● What is being asked
Please reproduce the entries below exactly, starting at the first line and ending with the line that holds "# place one dot on each instance of the mowed".
Information provided START
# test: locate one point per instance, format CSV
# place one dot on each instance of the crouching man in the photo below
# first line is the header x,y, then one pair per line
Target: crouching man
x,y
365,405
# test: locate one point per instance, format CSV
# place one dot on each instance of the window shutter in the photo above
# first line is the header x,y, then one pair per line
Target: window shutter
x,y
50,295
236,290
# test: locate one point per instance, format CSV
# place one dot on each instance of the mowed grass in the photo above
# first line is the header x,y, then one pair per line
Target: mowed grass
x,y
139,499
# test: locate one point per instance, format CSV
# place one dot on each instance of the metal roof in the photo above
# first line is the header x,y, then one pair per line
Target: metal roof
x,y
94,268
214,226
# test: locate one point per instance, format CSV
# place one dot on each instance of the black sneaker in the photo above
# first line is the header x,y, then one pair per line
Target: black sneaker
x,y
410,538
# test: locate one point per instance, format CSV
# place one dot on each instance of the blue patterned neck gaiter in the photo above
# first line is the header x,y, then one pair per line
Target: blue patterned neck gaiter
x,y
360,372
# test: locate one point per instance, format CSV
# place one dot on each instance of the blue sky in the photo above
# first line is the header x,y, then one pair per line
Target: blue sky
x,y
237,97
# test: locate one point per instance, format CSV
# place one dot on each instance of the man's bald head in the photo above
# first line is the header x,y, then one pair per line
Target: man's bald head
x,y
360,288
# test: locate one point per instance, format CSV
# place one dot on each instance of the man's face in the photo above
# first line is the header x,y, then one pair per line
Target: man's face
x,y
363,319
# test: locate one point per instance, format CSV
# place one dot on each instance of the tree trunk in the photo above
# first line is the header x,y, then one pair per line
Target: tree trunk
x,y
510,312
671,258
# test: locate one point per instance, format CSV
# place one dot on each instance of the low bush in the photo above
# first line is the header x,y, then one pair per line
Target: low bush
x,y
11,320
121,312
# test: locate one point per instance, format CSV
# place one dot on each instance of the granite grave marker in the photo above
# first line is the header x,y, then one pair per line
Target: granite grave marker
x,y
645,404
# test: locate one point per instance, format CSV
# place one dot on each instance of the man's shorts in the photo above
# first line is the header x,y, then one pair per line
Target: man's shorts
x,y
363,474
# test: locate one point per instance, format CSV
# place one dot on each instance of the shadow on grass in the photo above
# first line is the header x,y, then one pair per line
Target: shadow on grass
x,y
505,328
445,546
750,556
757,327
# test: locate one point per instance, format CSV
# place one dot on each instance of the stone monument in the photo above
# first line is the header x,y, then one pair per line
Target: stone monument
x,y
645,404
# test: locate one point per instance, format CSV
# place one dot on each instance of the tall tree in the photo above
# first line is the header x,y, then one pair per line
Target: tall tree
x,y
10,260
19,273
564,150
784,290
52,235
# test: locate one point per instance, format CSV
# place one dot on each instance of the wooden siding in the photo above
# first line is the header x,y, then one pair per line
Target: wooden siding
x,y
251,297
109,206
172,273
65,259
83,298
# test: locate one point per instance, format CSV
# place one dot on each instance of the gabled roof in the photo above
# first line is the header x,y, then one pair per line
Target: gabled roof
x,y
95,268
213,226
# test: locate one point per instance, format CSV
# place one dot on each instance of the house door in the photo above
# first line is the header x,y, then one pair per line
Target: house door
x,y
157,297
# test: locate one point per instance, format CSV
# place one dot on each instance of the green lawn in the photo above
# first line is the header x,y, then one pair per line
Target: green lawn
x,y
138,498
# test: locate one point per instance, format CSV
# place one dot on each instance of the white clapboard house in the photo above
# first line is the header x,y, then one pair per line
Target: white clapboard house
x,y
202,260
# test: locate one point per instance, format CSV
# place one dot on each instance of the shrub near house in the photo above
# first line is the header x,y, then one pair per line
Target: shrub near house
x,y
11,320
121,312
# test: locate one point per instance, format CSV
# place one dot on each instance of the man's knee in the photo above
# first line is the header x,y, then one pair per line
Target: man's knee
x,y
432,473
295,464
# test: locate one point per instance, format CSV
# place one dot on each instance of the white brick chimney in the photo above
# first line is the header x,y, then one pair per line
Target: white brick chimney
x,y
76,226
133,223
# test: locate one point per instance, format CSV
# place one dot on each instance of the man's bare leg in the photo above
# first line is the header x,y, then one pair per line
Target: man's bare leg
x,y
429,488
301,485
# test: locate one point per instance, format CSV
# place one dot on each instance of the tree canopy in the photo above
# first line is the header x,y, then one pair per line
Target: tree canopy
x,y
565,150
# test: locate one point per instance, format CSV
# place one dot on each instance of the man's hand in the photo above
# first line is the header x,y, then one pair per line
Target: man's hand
Information provided END
● Solution to the problem
# test: locate one point per instance, format CSV
# place one dot on each instance of the crouching man in the photo below
# first line is the header x,y, then one pair per line
Target: crouching man
x,y
365,405
# test: locate one point per instance, format CSV
# place one dot on each instance of the window shutter in the photo above
# first line is the header x,y, then one pair per line
Target: window shutter
x,y
50,295
236,290
# test: locate one point per instance, format CSV
# place one dot on each instance of the mowed grass in the photo above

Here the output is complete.